What is needed:
Repeat the passage on Biden's policy negotiations with Sanders allies word for word, starting at "The Sanders allies, for" and ending at "on police chokeholds.".

Text under study:
Start of Block

The Sanders allies, for example, wanted Biden to support an end to “qualified immunity,” a legal doctrine that makes it harder to prosecute police officers. They also wanted him to support legalizing marijuana. They were told Biden would not budge.
“This country has played the middle road a little too much, and it’s led to where we are at now,” said Justin Bamberg, a South Carolina lawmaker who was on the criminal justice task force. “The only way to fix it is to take a big step. I would have liked to see the policy go further. Times have changed, and Joe Biden is not there yet.”
Still, he praised the presumptive nominee for agreeing to make federal grants dependent on whether police departments adopt stringent rules on the use of force. And he is pleased that Biden has supported a ban on police chokeholds.
“That is a very, very, very big deal, especially with everything going on right now,” Bamberg said. “He is definitely responsive and listening to the other half of the party.”
The Health Care Task Force was filled with Sanders allies who supported the senator’s signature Medicare-for-all plan. That was a non-starter for Biden, but he was pushed to alter his plan for a government-run public option, so that it would provide at least one plan without deductibles and would be administered by Medicare rather than private companies, among other things. (Biden had previously proposed automatically enrolling low-income people free, and in April he committed to lowering the Medicare eligibility age from 65 to 60.)
“This is a very different plan than the one he came in [with],” El-Sayed said. “It’s not Medicare-for-all, but the issue had been litigated over and over. So we said, ‘Okay, if we can’t win the frame, let’s win the contents of the frame.’ And that’s what we got.”

End of Block

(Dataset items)
Start of Block

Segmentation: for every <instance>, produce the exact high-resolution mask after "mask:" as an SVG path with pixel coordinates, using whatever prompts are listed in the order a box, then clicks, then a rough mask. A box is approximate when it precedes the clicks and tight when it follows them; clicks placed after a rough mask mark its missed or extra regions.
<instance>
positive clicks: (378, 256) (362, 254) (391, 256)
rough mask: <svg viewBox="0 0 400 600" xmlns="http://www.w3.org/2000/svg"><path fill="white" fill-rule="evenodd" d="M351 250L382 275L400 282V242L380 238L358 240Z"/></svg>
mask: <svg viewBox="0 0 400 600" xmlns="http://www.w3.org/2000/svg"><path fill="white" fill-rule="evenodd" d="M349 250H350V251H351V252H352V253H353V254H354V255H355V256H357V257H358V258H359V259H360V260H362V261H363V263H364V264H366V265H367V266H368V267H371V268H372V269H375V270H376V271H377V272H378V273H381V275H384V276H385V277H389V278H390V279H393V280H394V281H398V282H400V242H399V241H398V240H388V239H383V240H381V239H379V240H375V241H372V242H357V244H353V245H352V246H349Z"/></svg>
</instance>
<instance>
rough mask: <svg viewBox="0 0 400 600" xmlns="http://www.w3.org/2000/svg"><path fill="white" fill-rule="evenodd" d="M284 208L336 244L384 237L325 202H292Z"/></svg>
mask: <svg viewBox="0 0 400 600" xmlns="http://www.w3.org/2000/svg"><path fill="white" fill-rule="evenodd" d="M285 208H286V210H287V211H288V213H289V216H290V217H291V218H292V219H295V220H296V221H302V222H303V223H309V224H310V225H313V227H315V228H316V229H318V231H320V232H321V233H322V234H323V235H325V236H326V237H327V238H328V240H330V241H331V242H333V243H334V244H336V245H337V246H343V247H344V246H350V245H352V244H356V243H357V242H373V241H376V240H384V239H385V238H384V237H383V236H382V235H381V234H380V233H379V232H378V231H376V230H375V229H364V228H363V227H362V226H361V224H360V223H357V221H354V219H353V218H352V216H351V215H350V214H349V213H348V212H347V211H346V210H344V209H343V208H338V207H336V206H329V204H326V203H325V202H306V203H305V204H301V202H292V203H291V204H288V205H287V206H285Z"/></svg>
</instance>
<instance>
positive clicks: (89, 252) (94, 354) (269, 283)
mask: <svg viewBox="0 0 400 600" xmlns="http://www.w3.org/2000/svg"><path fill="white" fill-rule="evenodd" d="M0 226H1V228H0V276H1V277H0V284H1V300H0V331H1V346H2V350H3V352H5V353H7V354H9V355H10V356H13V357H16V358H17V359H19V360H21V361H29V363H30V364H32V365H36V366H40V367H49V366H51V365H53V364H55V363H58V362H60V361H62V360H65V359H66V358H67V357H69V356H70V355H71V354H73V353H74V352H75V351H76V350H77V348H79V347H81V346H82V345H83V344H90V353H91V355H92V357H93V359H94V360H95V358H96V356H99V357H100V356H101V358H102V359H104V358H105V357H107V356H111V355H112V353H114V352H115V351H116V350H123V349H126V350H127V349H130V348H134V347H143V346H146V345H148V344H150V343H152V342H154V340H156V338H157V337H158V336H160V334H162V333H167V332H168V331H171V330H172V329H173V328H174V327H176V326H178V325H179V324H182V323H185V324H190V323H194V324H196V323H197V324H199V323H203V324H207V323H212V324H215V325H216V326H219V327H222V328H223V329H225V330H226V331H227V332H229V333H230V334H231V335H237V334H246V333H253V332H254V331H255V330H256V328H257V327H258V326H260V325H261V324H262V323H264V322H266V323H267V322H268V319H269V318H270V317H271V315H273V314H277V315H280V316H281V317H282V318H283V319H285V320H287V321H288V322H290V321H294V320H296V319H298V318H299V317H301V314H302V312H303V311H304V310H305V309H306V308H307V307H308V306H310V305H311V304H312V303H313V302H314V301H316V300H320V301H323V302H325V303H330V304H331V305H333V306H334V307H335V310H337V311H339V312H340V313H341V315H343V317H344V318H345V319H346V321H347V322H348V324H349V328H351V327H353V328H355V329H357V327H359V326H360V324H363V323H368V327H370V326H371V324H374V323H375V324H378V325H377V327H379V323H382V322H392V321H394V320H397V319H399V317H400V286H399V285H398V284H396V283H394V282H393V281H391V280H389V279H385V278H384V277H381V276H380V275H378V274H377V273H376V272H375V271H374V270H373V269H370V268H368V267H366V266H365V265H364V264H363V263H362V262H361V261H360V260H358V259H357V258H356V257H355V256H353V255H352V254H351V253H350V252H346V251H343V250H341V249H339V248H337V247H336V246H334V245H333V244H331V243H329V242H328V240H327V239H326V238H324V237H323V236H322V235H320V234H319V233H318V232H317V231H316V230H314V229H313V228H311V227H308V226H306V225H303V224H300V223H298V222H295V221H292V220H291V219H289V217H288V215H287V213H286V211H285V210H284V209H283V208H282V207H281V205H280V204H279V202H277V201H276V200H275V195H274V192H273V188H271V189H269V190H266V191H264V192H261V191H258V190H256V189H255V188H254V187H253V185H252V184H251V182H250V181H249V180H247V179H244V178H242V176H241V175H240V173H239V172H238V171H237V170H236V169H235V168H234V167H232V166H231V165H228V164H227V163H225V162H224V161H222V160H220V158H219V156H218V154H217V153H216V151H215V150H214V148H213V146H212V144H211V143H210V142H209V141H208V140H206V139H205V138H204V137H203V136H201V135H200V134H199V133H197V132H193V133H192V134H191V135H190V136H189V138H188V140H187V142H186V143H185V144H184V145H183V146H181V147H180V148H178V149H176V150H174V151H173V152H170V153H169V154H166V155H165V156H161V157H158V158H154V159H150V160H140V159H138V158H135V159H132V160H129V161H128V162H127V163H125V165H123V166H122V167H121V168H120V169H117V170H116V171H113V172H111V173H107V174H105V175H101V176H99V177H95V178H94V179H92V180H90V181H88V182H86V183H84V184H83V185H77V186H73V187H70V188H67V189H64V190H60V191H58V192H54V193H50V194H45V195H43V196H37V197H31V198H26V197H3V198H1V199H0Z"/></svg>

End of Block

Answer box:
The Sanders allies, for example, wanted Biden to support an end to “qualified immunity,” a legal doctrine that makes it harder to prosecute police officers. They also wanted him to support legalizing marijuana. They were told Biden would not budge.
“This country has played the middle road a little too much, and it’s led to where we are at now,” said Justin Bamberg, a South Carolina lawmaker who was on the criminal justice task force. “The only way to fix it is to take a big step. I would have liked to see the policy go further. Times have changed, and Joe Biden is not there yet.”
Still, he praised the presumptive nominee for agreeing to make federal grants dependent on whether police departments adopt stringent rules on the use of force. And he is pleased that Biden has supported a ban on police chokeholds.